(DATA SHOWN)

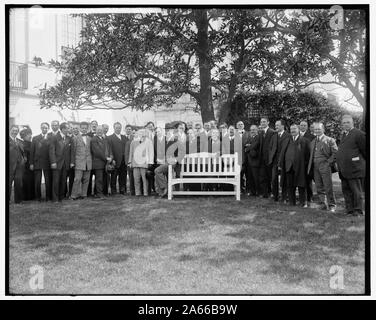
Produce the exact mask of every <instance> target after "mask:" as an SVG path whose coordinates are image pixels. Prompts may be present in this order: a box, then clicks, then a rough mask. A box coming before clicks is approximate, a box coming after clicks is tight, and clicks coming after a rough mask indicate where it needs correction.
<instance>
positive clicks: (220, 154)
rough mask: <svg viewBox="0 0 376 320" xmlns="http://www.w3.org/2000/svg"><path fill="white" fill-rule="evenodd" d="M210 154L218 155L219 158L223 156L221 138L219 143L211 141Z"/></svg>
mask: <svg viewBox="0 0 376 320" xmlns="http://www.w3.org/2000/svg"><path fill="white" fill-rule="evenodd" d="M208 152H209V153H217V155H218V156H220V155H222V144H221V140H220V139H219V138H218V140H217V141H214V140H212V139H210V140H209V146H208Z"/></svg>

(End DATA SHOWN)
(DATA SHOWN)

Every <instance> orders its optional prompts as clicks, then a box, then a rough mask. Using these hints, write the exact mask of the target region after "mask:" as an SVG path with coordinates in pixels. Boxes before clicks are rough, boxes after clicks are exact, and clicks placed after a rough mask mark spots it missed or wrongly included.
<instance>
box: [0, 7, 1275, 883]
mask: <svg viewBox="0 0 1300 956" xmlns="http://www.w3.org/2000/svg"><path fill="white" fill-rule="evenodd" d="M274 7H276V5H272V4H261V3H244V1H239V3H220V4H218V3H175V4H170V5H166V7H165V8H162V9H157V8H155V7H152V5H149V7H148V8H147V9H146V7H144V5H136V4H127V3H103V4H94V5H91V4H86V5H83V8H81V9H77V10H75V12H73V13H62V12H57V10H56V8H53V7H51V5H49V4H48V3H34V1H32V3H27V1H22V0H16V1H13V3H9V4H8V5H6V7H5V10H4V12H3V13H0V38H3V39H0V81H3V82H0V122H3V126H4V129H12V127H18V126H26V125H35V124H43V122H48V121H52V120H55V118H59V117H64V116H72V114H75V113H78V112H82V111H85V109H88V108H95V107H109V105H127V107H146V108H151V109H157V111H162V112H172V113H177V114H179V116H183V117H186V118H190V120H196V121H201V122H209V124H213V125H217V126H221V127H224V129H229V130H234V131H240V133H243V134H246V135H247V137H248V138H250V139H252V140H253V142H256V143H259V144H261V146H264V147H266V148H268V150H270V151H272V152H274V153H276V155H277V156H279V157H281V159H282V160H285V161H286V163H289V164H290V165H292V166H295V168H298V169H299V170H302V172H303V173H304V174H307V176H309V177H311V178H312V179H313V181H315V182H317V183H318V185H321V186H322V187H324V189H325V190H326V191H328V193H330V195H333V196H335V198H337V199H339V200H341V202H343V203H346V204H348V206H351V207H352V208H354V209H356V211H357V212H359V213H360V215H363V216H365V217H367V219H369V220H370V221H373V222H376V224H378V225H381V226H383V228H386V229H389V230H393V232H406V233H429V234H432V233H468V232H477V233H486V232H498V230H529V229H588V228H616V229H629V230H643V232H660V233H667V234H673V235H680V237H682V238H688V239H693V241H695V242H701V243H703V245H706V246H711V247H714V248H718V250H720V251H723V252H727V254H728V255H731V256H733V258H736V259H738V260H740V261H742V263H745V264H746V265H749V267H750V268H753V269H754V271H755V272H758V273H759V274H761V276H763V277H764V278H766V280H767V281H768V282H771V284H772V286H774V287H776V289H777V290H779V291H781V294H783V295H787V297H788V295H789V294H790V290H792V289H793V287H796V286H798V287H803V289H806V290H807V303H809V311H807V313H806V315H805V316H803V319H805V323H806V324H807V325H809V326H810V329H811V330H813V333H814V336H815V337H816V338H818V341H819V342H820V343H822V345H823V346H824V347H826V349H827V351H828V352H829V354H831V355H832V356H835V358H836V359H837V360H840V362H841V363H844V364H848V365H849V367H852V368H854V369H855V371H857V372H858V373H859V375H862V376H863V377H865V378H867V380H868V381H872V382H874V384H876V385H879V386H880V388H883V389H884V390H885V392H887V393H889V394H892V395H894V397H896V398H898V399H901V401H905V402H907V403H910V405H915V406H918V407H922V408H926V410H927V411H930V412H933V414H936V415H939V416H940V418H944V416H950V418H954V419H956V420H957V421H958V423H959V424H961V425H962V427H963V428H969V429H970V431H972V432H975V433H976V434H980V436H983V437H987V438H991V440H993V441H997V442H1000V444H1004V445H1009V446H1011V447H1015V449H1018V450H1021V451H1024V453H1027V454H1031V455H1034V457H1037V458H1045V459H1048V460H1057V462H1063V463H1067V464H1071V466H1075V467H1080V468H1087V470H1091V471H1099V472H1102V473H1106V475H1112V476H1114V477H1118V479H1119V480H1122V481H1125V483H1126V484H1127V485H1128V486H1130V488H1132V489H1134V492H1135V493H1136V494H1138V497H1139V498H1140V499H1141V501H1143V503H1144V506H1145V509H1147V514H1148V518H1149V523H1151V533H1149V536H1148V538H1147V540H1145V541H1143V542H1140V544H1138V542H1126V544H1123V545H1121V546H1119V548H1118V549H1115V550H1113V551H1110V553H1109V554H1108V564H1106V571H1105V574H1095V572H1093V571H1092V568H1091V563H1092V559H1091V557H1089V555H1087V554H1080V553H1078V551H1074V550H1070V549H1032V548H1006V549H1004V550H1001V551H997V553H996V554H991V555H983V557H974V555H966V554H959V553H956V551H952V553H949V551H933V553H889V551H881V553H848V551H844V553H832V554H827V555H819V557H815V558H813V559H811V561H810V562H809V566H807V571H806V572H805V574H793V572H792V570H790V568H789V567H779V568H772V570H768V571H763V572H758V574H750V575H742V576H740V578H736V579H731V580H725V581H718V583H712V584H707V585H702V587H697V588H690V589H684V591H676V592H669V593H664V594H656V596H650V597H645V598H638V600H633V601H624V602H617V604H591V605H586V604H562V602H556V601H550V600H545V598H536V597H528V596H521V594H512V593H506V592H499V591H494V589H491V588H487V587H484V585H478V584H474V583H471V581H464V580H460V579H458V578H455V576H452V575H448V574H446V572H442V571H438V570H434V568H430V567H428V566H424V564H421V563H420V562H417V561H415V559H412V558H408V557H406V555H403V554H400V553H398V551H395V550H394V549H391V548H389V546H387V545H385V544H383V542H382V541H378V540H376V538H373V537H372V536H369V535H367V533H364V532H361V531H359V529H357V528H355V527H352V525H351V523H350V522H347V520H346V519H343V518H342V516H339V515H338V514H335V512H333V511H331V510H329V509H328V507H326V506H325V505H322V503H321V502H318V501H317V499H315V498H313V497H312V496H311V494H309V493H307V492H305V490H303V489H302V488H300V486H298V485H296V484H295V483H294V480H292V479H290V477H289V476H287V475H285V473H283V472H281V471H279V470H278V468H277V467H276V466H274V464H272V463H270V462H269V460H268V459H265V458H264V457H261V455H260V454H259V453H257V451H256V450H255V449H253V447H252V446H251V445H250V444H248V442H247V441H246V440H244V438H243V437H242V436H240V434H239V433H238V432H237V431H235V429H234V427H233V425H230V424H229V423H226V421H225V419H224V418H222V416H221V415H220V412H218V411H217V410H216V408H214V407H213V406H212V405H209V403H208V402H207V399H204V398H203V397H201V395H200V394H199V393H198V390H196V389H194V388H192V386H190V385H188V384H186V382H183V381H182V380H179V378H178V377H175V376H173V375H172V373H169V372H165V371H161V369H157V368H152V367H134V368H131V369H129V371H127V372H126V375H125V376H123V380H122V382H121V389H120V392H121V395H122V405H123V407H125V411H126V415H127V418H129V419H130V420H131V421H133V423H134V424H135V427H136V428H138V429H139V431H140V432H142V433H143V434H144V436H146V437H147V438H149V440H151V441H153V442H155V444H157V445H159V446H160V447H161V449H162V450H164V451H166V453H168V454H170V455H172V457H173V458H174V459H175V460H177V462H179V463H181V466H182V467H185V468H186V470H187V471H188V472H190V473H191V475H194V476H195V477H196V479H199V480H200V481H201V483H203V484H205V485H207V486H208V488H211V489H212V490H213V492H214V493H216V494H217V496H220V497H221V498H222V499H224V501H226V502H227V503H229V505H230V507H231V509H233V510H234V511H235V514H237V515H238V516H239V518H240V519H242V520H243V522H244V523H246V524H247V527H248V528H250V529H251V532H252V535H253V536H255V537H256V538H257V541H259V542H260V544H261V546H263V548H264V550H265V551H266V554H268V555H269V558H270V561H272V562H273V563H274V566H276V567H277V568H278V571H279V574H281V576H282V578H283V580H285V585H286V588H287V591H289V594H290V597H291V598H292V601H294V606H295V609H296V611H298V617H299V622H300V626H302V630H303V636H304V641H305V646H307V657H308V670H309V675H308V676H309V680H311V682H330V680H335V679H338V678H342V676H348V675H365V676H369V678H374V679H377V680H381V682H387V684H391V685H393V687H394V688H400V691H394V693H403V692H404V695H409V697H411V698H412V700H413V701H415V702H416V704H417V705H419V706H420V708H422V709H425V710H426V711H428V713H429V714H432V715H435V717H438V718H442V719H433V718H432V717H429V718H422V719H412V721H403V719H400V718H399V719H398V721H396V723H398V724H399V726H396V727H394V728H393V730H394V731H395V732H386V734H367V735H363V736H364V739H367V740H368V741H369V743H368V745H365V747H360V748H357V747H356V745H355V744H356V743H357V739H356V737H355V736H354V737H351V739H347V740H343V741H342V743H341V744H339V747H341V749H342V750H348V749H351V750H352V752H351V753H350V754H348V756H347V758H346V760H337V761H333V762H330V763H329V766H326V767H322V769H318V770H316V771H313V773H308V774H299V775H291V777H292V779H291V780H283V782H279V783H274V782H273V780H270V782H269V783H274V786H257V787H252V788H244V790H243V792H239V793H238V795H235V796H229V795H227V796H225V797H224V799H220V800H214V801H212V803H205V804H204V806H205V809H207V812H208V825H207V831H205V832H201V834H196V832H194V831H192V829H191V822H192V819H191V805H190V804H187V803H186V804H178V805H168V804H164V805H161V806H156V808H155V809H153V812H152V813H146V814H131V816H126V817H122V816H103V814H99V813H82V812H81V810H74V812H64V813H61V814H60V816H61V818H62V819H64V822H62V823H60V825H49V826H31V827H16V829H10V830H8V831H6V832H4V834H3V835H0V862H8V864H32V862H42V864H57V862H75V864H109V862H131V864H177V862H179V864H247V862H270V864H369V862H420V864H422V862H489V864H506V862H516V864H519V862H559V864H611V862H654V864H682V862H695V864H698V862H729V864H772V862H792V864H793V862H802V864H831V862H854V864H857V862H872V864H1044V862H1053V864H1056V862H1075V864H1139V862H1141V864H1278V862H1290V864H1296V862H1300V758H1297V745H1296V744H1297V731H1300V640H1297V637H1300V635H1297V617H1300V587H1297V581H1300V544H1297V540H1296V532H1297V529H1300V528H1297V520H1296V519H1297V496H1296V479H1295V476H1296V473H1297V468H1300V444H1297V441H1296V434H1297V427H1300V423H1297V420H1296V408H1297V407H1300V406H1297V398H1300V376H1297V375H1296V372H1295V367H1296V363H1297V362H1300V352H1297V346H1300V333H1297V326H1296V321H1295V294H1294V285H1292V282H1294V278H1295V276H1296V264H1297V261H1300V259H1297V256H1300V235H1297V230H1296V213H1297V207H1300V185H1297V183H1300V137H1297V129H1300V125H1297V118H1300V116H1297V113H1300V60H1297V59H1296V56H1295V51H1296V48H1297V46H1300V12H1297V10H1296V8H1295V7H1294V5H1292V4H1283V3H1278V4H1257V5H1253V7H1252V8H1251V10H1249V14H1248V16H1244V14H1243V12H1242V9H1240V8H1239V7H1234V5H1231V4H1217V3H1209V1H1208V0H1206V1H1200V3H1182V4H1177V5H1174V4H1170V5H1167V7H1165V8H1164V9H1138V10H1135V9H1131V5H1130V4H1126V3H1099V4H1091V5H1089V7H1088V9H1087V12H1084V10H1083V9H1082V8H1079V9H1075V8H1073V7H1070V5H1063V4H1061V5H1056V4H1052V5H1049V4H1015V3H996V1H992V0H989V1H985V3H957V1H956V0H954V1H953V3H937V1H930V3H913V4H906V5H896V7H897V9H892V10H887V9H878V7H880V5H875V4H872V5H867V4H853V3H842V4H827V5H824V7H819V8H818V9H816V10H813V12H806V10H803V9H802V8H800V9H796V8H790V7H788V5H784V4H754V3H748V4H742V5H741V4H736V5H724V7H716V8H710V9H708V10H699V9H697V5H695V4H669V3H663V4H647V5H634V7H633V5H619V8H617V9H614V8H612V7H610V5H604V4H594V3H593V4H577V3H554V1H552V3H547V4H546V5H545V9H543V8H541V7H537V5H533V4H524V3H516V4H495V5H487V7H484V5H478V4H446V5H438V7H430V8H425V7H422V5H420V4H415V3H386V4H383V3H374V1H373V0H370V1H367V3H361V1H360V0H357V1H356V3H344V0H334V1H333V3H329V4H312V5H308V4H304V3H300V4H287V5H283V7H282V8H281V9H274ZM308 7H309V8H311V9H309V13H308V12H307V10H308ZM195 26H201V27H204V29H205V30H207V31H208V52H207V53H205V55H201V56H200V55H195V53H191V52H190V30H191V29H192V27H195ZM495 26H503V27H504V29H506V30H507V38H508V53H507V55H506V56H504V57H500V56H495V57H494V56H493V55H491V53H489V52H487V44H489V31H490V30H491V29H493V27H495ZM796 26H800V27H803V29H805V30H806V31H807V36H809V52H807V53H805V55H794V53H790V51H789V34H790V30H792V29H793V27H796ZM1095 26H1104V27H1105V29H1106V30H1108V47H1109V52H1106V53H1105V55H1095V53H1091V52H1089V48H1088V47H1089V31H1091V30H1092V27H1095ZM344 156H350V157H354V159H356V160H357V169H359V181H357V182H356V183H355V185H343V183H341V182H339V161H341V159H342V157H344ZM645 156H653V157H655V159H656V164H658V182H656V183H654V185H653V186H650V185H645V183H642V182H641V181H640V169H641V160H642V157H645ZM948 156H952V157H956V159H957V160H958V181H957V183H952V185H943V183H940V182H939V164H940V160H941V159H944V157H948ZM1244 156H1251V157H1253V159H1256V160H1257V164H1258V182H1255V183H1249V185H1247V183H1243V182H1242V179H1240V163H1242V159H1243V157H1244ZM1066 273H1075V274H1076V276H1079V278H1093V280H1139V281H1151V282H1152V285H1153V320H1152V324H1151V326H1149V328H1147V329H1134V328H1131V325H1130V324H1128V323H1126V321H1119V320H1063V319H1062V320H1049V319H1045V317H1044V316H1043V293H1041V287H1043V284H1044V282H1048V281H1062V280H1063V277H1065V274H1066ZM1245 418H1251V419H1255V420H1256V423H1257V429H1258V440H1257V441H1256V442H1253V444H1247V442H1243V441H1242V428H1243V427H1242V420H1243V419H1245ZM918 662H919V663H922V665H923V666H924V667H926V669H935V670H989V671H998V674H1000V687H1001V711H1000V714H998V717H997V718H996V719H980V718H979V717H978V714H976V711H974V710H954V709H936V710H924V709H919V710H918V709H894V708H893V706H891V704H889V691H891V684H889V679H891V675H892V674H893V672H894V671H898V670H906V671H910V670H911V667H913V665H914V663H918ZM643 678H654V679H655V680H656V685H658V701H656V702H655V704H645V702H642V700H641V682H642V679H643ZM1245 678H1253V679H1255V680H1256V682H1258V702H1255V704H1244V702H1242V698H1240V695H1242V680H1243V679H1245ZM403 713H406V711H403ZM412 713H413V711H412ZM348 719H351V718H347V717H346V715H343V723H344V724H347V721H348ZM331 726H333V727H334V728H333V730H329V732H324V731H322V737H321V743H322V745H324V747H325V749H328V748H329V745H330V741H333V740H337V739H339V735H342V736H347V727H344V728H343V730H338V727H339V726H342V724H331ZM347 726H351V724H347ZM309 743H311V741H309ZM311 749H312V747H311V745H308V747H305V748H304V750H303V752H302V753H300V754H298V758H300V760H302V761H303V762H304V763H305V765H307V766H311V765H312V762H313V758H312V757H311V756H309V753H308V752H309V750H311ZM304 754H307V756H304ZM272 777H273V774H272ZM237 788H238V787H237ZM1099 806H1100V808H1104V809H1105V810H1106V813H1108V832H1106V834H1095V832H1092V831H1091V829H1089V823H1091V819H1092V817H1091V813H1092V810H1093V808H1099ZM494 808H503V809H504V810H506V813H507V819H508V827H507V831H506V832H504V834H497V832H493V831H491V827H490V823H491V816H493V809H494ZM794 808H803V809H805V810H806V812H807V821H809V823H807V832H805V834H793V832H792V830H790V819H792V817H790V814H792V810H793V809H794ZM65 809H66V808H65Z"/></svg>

(End DATA SHOWN)
(DATA SHOWN)

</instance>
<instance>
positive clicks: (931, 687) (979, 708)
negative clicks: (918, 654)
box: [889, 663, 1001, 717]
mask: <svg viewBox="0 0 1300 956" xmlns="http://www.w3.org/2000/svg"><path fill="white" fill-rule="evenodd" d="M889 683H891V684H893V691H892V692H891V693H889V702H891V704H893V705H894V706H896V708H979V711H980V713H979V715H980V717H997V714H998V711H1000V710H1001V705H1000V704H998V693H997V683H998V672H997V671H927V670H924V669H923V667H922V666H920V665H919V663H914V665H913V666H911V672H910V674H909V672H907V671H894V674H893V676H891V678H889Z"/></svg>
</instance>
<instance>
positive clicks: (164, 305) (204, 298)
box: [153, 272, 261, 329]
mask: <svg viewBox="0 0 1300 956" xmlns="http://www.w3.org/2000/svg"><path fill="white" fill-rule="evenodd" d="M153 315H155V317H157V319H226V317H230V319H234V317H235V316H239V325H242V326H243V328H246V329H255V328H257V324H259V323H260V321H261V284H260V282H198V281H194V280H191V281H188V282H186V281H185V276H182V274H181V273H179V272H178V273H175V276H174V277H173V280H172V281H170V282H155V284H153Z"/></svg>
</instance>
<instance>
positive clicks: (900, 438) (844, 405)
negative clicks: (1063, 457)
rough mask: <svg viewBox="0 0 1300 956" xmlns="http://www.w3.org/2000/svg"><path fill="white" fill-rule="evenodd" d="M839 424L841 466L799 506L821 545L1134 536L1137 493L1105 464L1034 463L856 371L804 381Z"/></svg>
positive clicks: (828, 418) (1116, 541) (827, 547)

(End DATA SHOWN)

__WHAT IS NEEDED__:
Which lines of the material contain the word "after"? Return each one in full, and treat uppercase and lowercase letters as different.

__OUTPUT BELOW__:
Produce the exact mask of every <instance> target after "mask:" as an SVG path whose coordinates are image pixels. Prompts may be present in this order: a box, then clicks, then a rough mask. A box coming before clicks is approximate, a box coming after clicks is tight, and clicks coming after a rough mask indicate where it needs correction.
Every <instance> orders its optional prompts as clicks, then a box, then a rough mask. Using these hints, write the exact mask of the target region after "mask:" as an SVG path with coordinates in pixels. Boxes before clicks are rough, boxes after clicks are exact, and clicks placed after a rough mask mark spots it missed or wrongly included.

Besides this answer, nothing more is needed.